Fragmento proporcionado:

******************************

La presencia de los protestantes fue mínima durante los tres siglos del virreinato. El predominio de la Iglesia católica romana continuó después de la Independencia, pero poco a poco se erosionó, entre otras cosas, porque los liberales del siglo XIX allanaron el camino de la tolerancia religiosa. La generación de Benito Juárez y Melchor Ocampo abrió la puerta a grupos religiosos extranjeros e impusieron la separación de la Iglesia y el Estado. Para la república liberal, a partir de 1867, los protestantes fueron un útil contrapeso a la influencia de la Iglesia católica y auxiliares en el fomento y la puesta en práctica de las ideas de progreso.

Amparados por la Constitución de 1857 y las Leyes de Reforma, protestantes estadounidenses llegaron al país en las décadas de 1870 y 1880. Surgieron congregaciones en las ciudades favorecidas por la expansión económica en la frontera norte, desde Sonora hasta Tamaulipas. También se establecieron en el eje económico que pasaba por Guanajuato, Pachuca, la Ciudad de México, Puebla y Veracruz (Bastian, 1983, pp. 19-29). Para 1910 había en México, país de 15 millones de habitantes, cerca de 100 mil protestantes (pp. 177-181).

******************************

[Extractos de datos de señalamiento]
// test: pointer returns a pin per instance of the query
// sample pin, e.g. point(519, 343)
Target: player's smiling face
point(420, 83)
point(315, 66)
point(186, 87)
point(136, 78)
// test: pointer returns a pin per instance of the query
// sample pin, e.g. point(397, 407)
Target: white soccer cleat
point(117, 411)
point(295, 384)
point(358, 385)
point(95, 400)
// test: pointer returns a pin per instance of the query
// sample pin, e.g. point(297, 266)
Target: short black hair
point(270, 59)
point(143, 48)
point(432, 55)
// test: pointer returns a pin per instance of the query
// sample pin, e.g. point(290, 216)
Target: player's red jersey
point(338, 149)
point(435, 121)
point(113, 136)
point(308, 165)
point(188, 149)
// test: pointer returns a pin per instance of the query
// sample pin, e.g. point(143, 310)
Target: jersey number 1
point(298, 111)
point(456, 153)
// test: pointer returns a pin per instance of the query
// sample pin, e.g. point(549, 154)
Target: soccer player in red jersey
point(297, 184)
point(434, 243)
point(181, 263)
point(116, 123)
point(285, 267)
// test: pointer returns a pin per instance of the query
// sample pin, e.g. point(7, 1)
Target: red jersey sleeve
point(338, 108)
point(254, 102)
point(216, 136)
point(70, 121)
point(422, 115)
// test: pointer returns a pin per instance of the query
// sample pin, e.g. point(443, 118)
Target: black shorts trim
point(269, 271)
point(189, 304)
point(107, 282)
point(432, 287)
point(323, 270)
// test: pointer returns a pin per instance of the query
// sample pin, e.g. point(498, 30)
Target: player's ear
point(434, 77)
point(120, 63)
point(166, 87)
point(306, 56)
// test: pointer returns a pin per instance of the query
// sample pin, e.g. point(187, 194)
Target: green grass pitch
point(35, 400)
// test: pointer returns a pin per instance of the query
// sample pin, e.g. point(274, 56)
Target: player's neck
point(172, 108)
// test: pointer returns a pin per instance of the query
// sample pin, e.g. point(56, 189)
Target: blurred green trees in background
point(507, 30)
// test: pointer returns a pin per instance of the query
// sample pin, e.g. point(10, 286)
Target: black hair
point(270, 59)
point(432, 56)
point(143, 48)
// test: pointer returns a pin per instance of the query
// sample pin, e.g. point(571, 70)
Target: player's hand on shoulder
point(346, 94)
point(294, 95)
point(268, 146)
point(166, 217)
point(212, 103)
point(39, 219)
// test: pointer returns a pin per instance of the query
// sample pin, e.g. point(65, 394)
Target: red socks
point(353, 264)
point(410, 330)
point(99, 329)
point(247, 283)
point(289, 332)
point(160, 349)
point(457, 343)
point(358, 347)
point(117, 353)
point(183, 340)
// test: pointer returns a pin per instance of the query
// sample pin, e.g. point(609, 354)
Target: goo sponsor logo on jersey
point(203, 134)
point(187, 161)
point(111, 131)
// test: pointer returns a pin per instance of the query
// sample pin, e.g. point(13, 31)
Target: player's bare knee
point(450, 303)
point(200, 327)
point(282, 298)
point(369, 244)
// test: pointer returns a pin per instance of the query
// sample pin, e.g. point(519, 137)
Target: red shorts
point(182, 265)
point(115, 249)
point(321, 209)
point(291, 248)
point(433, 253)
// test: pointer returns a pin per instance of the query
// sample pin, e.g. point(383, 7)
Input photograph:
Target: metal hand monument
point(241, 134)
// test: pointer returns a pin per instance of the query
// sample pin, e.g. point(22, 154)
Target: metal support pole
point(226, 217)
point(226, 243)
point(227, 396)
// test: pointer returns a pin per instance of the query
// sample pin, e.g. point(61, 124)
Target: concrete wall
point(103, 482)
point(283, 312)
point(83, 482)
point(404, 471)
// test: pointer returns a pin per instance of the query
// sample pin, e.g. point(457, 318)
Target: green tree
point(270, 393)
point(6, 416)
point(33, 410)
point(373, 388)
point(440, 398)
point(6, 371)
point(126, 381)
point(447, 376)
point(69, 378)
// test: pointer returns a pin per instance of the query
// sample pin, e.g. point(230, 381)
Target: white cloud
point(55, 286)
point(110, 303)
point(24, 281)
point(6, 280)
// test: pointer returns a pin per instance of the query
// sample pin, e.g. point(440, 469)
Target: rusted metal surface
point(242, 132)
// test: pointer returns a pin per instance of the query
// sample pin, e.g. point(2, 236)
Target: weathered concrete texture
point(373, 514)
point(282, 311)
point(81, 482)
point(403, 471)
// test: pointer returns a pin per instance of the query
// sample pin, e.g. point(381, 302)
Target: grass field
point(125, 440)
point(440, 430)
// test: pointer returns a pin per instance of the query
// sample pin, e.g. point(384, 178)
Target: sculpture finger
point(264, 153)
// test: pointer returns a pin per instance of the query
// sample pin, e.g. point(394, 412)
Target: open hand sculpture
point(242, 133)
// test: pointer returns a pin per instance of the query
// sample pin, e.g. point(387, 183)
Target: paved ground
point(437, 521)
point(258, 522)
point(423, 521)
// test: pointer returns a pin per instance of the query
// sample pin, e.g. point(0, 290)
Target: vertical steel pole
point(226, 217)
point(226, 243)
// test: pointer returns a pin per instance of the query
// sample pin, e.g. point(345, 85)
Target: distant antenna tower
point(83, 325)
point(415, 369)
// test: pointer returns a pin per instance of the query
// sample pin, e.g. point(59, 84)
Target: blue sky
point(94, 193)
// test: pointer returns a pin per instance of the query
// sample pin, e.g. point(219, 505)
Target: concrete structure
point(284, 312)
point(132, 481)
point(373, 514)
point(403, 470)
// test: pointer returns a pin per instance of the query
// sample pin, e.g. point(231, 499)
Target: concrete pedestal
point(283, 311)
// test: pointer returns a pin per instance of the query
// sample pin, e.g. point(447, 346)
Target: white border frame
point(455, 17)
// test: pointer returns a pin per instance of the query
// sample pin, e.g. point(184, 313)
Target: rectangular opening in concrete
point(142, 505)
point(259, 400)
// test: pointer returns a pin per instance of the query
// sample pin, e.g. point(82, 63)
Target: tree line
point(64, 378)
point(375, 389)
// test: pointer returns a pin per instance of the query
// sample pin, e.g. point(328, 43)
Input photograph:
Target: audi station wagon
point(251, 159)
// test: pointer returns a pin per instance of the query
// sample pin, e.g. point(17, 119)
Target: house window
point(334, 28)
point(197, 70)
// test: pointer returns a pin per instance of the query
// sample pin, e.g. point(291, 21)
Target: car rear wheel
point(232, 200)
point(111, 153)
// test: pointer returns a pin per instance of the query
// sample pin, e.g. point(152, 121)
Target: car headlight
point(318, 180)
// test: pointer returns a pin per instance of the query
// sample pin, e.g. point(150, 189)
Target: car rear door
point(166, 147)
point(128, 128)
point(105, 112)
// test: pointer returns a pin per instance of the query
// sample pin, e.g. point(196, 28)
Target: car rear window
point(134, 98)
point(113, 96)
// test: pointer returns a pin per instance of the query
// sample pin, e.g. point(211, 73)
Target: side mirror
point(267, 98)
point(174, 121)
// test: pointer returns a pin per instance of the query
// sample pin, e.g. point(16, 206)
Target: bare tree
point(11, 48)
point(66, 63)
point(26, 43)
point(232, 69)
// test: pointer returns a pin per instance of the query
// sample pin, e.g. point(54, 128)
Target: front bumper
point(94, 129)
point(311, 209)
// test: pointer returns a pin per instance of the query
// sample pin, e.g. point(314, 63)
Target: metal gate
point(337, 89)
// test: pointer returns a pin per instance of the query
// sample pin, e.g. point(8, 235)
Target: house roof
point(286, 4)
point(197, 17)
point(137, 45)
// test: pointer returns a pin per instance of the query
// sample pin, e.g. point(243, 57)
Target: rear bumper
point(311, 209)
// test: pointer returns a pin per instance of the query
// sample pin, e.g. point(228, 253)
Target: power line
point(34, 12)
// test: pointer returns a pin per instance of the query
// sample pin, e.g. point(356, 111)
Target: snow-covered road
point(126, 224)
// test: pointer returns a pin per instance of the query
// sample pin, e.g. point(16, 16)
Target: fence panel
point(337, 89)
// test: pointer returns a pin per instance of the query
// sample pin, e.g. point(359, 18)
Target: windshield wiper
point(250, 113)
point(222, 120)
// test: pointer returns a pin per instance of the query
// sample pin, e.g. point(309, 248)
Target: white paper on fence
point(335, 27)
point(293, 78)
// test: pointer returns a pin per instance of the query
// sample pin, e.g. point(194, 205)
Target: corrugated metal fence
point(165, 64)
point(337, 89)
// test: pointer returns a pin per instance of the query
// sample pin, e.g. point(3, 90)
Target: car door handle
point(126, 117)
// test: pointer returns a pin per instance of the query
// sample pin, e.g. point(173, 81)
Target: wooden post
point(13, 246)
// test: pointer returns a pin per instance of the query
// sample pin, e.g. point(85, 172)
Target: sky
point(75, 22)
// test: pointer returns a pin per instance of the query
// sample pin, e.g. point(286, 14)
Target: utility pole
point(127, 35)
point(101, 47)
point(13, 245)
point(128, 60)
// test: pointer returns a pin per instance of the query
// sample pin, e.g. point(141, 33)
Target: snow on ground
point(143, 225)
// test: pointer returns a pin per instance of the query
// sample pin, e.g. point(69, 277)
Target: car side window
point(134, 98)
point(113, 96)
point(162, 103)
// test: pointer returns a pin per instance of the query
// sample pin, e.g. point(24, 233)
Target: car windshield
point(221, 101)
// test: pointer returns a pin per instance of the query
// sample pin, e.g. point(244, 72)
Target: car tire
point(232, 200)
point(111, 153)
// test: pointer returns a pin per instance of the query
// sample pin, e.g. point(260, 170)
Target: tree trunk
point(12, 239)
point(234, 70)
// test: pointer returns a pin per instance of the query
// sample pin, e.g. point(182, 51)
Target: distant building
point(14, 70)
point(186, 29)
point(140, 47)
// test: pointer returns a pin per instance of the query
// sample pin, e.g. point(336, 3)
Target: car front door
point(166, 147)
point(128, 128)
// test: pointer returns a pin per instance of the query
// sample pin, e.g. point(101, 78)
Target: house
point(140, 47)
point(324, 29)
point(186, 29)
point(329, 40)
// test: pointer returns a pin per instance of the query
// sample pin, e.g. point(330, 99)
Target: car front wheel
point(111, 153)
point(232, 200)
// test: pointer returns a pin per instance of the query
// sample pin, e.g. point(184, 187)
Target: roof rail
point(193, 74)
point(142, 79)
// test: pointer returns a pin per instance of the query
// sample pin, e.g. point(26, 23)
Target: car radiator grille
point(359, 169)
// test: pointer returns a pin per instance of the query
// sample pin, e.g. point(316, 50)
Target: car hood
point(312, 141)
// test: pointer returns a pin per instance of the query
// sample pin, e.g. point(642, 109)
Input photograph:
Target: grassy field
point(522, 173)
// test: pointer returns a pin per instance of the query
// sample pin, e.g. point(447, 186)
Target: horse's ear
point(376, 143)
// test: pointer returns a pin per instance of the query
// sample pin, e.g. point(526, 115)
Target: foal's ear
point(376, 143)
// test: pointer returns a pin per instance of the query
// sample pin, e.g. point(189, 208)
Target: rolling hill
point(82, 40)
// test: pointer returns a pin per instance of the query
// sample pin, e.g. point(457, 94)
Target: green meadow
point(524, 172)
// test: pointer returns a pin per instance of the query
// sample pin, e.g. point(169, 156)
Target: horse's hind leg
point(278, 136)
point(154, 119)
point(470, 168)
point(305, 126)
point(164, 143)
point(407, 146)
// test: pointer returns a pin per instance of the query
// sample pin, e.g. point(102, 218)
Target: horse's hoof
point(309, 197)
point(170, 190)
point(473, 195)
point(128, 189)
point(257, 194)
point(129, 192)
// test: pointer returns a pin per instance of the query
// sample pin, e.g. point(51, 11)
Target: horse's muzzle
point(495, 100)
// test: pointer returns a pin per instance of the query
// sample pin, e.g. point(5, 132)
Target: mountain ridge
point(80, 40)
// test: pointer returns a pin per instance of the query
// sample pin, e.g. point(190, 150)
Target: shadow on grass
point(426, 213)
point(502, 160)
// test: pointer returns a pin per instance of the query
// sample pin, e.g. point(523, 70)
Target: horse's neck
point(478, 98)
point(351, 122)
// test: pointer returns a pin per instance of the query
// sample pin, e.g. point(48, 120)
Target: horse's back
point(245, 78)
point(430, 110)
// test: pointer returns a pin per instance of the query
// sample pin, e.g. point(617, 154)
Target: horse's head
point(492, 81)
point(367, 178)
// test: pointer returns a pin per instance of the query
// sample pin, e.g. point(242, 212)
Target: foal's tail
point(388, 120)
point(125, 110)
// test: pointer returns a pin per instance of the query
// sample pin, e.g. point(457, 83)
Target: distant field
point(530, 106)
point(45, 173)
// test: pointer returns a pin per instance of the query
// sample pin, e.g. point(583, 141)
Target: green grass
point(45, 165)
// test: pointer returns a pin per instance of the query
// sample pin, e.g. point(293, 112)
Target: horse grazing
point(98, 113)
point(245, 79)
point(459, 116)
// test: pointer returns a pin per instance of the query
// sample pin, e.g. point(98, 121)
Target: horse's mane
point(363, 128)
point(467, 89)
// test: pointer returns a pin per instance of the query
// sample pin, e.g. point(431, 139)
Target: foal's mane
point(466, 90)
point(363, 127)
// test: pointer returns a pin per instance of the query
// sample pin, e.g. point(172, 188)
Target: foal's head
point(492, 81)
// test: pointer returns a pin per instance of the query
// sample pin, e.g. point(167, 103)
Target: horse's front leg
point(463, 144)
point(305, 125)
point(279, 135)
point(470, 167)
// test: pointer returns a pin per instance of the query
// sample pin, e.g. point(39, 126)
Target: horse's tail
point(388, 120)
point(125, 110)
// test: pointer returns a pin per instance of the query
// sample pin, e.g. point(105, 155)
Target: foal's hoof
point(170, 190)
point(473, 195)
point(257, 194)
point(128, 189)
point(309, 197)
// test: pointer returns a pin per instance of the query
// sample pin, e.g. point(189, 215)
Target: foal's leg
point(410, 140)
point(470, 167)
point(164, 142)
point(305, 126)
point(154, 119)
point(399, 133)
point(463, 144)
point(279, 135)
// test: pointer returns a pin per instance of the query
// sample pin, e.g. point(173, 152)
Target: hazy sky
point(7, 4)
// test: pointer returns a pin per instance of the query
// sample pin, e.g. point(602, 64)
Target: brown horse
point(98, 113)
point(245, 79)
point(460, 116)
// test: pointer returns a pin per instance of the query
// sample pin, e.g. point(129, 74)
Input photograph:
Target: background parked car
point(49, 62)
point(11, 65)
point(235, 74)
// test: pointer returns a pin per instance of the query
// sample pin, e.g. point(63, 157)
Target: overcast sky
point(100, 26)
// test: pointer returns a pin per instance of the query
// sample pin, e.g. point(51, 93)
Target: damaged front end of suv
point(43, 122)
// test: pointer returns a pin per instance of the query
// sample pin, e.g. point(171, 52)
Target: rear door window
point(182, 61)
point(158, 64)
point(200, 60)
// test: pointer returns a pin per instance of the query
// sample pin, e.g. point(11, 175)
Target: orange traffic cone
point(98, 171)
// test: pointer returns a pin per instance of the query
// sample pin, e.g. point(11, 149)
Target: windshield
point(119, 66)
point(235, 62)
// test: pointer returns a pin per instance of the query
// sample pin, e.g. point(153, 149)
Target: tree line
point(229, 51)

******************************

Indicación 1:
Reescribe el fragmento sobre los protestantes en México desde "La presencia de" hasta "ideas de progreso." y reemplaza "virreinato" por "periodo colonial".
Indicación 2:
Según el fragmento sobre los protestantes en México, ¿cuántos protestantes había en el país para 1910?

Resultado 1:
La presencia de los protestantes fue mínima durante los tres siglos del periodo colonial. El predominio de la Iglesia católica romana continuó después de la Independencia, pero poco a poco se erosionó, entre otras cosas, porque los liberales del siglo XIX allanaron el camino de la tolerancia religiosa. La generación de Benito Juárez y Melchor Ocampo abrió la puerta a grupos religiosos extranjeros e impusieron la separación de la Iglesia y el Estado. Para la república liberal, a partir de 1867, los protestantes fueron un útil contrapeso a la influencia de la Iglesia católica y auxiliares en el fomento y la puesta en práctica de las ideas de progreso.

Resultado 2:
Cerca de 100 mil.